Excerpt START

Fig. 1: Hepatic Cdo1 is induced through the cAMP/PKA/CREB pathway during exercise in mice.

a Treadmill training in chow diet-fed 8-week-old mice. The representing mouse model was created using BioRender.com. b–e Liver samples were isolated from the male mice after the exercise program shown in a is done. b The liver messenger RNA (mRNA) level of Cdo1 (n = 6 mice per group). c Western blotting of mice liver lysates (n = 3 mice per group). d Quantification of western blotting results of c. e The cAMP level in mice liver (n = 6 mice per group). f CREB enrichment on the indicated gene promoters (n = 6 independent biological replicates). The β-globin gene promoter serves as a negative control. g Schematic representation of Cdo1 proximal promoter constructs used for luciferase assays. The predicted consensus of CREB-binding site is shown in the WT luciferase construct. The red letters indicate mutations of the CREB-binding site in the CREB-Mut construct. h, i Luciferase activities were measured in HEK293T cells. Data were normalized to the vector group (n = 6 independent biological replicates). h Cells were transiently transfected with WT (Wild type) reporter construct as shown in g, along with different amounts of CREB expression vector. i Cells were transiently transfected with WT or CREB-Mut reporter construct, along with control vector or CREB expression vector. j–o Primary mice hepatocytes or HepG2 cells were treated with 10 μM Forskolin for 12 h. j The mRNA level of Cdo1 in primary hepatocytes (n = 6 independent biological replicates). k Western blotting of primary hepatocytes lysates (n = 3 independent biological replicates). l Quantification of western blotting results of k. m The CDO1 mRNA level in HepG2 cells (n = 6 independent biological replicates). n Western blotting of HepG2 lysates (n = 3 independent biological replicates). o Quantification of western blotting results of n. Unpaired two-tailed t tests were performed in b, d, e, j, l, m and o; one-way analysis of variance plus Tukey’s post hoc tests were performed in h and i; two-way analysis of variance plus Tukey’s post hoc tests were performed in f. All data show the means ± SD. Source data are provided as a Source Data file.

Excerpt END
Supplied entries START

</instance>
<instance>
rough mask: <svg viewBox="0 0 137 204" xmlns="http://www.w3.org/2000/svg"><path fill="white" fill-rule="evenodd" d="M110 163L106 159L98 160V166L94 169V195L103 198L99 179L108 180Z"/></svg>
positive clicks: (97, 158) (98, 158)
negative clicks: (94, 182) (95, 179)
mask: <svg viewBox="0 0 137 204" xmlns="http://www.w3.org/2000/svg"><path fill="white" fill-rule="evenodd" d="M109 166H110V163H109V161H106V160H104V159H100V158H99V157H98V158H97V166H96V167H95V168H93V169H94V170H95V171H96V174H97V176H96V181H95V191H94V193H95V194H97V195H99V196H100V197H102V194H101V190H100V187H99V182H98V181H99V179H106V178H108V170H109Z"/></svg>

Supplied entries END

Please list every panel letter that the figure legend says was analyzed with unpaired two-tailed t tests. The lines come from a source unrelated to the figure legend.

b, d, e, j, l, m, o